**** ИСХОДНЫЙ ТЕКСТ ****

Мы старались углубиться сразу по всей площади раскапываемой комнаты, в отличие от Каро, который пытался сразу углубиться как можно более в одной точке — с риском нарушить возможные культурные слои. Я то и дело распрямлялся, оглядываясь на волшебное зрелище, окружавшее нас: белый конус Арарата, белые зубцы Арагаца, зеленые полоски вдоль реки и внизу, за кладбищем, и серо-желтая, желтая, дышащая полынным духом сухая полупустыня кругом. Темноголубос небо жгло нестерпимо, то и дело кто-нибудь из рабочих сбегал вниз к роще и ручью с кувшином за водой. Джур чка? («воды нет?») были первые выученные мной армянские слова.

Зато как рады мы были обеденному перерыву, когда мы спускались в тенистую рощу, на мягкую травку под сенью абрикосовых деревьев, где Вообще уже жарился шашлык для всех и лежали груды винограда и тонкие листы лаваша.

****

ЗАДАНИЯ ::
• a. Воспроизведите дословно фрагмент отрывка о раскопках, начиная со слов «Мы старались углубиться» и продолжая вплоть до слов «мной армянские слова.».
• b. Допишите продолжение отрывка о раскопках, начав сразу после его последнего предложения.
Записи здесь никакой роли не играют.

**** ИСХОДНЫЕ ДАННЫЕ ****

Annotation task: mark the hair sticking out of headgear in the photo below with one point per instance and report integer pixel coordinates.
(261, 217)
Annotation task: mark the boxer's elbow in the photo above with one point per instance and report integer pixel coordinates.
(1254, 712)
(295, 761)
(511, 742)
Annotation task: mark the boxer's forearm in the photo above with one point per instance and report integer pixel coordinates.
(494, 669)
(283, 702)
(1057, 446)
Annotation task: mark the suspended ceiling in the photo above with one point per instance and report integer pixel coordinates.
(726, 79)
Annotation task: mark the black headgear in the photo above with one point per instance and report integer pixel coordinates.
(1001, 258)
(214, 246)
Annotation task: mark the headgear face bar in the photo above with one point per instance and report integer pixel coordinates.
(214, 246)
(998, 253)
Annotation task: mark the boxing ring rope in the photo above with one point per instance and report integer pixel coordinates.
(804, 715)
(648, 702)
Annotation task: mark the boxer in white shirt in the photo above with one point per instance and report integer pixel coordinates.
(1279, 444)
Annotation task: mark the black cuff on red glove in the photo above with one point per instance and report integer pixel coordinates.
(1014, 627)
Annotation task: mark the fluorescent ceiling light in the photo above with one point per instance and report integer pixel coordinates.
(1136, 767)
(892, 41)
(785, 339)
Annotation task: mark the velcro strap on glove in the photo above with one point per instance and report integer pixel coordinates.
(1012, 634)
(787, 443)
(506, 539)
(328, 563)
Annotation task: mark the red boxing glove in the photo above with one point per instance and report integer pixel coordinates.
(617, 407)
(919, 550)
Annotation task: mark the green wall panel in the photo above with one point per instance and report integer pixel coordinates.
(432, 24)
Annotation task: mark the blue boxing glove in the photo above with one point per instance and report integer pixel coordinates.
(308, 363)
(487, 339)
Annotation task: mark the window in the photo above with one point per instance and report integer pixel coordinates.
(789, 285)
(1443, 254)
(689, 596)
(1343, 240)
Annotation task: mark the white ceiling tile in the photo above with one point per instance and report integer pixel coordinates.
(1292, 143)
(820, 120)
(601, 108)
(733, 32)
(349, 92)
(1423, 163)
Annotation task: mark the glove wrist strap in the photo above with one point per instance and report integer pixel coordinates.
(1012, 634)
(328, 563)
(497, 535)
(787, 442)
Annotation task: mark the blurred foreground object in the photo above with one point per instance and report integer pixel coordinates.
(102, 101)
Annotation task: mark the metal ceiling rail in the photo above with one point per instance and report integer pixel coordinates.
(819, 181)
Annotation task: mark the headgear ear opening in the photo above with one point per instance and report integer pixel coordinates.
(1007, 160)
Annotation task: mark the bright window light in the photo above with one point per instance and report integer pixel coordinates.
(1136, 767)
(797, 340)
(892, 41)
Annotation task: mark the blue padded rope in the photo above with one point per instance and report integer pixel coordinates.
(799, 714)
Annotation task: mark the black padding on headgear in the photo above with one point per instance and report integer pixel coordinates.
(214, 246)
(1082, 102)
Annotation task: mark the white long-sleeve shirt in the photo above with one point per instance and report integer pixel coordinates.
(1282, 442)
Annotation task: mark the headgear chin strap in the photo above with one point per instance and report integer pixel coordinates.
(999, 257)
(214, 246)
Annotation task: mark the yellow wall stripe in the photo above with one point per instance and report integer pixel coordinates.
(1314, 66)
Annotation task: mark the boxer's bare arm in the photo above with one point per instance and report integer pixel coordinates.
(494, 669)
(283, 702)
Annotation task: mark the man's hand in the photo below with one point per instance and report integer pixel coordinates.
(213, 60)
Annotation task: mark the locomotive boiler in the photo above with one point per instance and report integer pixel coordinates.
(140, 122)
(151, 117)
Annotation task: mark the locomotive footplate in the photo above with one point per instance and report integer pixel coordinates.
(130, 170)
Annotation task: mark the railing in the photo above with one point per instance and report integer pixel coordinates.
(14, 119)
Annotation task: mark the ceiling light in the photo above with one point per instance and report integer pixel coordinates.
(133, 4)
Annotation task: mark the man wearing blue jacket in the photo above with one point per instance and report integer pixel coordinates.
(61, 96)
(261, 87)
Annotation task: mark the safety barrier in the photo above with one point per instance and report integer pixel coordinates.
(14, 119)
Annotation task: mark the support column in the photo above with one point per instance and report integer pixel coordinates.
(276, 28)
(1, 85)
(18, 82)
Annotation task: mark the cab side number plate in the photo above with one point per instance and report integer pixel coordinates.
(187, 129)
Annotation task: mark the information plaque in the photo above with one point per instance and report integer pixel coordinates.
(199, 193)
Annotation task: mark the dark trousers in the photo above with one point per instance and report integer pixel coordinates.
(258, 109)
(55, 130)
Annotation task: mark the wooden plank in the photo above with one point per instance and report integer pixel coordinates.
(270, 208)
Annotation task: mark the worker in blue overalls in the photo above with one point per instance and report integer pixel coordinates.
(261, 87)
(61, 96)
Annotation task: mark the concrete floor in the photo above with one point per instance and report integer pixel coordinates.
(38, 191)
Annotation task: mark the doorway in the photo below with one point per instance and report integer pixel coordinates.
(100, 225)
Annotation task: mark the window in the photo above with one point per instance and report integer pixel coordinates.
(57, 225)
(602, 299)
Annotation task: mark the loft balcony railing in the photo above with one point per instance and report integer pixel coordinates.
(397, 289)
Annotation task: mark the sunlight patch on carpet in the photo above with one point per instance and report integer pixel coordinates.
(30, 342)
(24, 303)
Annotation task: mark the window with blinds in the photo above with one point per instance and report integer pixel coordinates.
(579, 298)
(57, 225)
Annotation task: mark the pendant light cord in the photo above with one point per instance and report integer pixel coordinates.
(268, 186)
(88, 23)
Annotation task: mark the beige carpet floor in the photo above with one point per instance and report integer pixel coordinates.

****

ОТВЕТЫ НИЖЕ ::
• a.
Мы старались углубиться сразу по всей площади раскапываемой комнаты, в отличие от Каро, который пытался сразу углубиться как можно более в одной точке — с риском нарушить возможные культурные слои. Я то и дело распрямлялся, оглядываясь на волшебное зрелище, окружавшее нас: белый конус Арарата, белые зубцы Арагаца, зеленые полоски вдоль реки и внизу, за кладбищем, и серо-желтая, желтая, дышащая полынным духом сухая полупустыня кругом. Темноголубос небо жгло нестерпимо, то и дело кто-нибудь из рабочих сбегал вниз к роще и ручью с кувшином за водой. Джур чка? («воды нет?») были первые выученные мной армянские слова.

• b.
В раскопе сырцовая внутренняя стенка обнаружилась легко; завал осыпался сам от близкого к стене удара лопатой, и почти не приходилось прибегать к щетке. Поэтому задача моя была несложной: я сидел во все углублявшейся яме с совком и щеткой, следя, чтобы рабочий не «зарезал» стенку (как это происходит, я наблюдал на чьем-то чужом раскопе — кажется, у Каро: вещество завала и вещество стены — одно и то же, необожженная спрессовавшаяся серо-желтая глина, поэтому нет ничего легче, чем копнуть стену — но тогда на обрезе ясно выявляются швы между сырцовыми кирпичами). Кроме того, я должен был перебирать отвалившуюся сухую глину в поисках возможных мелких находок. Ведь предсказать глубину раскопа было невозможно: на лучших городищах Месопотамии высота сохранившихся стен редко превышала полтора-два метра, на нашем нижнем городище сырцовых стен и вовсе не сохранилось. Все ждали пола. Но раскоп углублялся все более, открывавшиеся стены росли все выше, а находок не было. Наконец я нащупал пол на глубине четырех метров. Пол был пуст. Борис Борисович велел мне закончить расчистку комнаты и перейти к Байбуртяну, к внешней стене, где положение казалось более интересным.

Байбуртян работал у стены, не только внешней по отношению к «моей» комнате, но, очевидно, вообще у внешней стены огромного здания — или зданий, — что скрывал холм Кармир-блур. Свое название — по-армянски «Красный холм» — он приобрел от красного цвета осыпи над речным обрывом — явного следа сильного пожара, обжегшего в этом месте сырцовые стены. Но с нашей стороны следы пожара мы нашли не сразу.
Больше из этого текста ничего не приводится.